[WHAT IS NEEDED] Of the records below, reproduce only the span that opens with the line containing "307 204 L 431" and closes with the last line.

[INPUT DATA]
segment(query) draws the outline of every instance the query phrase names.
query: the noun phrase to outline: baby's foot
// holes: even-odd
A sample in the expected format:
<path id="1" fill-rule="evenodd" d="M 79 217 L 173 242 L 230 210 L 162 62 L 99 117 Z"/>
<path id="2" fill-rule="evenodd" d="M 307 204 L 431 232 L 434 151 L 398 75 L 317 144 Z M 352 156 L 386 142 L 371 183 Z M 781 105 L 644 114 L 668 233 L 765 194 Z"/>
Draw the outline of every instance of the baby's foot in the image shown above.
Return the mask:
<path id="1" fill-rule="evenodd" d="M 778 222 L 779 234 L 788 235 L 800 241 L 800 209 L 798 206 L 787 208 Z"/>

[THE COMPLETED TASK]
<path id="2" fill-rule="evenodd" d="M 307 204 L 431 232 L 434 151 L 398 75 L 317 144 Z M 352 156 L 386 142 L 371 183 Z M 781 105 L 644 114 L 668 233 L 765 194 Z"/>
Draw the outline of every instance of the baby's foot in the image shown above.
Return the mask:
<path id="1" fill-rule="evenodd" d="M 778 222 L 779 234 L 788 235 L 800 241 L 800 209 L 798 206 L 787 208 Z"/>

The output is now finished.